TASK TO COMPLETE: Reproduce word for word the part of the rows below that opens with the line containing "the side mirror" and closes with the line containing "point(894, 373)", including both of those lines.
◇ ◇ ◇ ◇ ◇
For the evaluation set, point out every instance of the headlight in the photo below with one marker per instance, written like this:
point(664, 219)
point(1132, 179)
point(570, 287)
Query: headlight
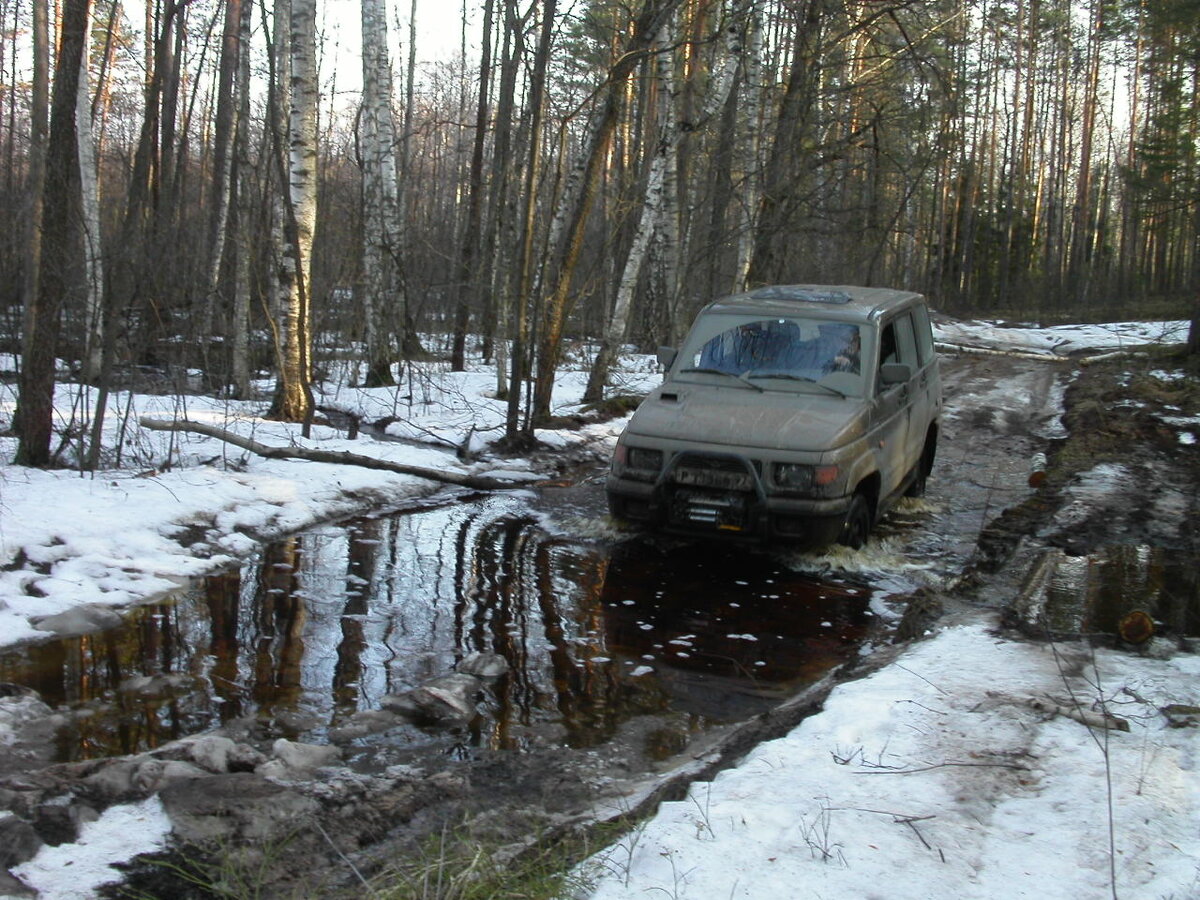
point(793, 475)
point(797, 477)
point(637, 463)
point(643, 459)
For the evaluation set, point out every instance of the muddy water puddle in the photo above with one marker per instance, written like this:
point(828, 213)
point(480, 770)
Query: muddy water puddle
point(595, 630)
point(1096, 593)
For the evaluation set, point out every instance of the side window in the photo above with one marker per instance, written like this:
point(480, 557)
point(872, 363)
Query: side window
point(906, 340)
point(924, 334)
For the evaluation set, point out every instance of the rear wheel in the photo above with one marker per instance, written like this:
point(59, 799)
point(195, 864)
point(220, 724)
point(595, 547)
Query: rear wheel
point(924, 466)
point(857, 526)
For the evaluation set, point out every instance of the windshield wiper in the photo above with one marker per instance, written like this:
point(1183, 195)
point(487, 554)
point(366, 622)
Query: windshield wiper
point(727, 375)
point(791, 377)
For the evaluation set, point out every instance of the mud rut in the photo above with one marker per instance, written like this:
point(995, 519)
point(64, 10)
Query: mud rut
point(979, 509)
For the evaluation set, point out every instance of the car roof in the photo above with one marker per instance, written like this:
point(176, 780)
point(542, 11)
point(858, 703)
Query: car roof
point(843, 303)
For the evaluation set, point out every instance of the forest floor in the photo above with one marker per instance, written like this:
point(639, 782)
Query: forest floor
point(1122, 468)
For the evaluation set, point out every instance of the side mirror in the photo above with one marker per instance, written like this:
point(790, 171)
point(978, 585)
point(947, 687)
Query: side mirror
point(894, 373)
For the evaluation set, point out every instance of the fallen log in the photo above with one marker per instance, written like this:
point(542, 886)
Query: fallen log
point(479, 483)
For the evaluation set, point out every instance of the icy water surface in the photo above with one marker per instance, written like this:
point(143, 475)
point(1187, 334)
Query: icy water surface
point(597, 630)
◇ ◇ ◇ ◇ ◇
RESULT OF THIS EXERCISE:
For the evaluation set, point out every instance of the side mirror in the photo above with one marker per instance, written like this:
point(790, 171)
point(978, 585)
point(947, 687)
Query: side mirror
point(894, 373)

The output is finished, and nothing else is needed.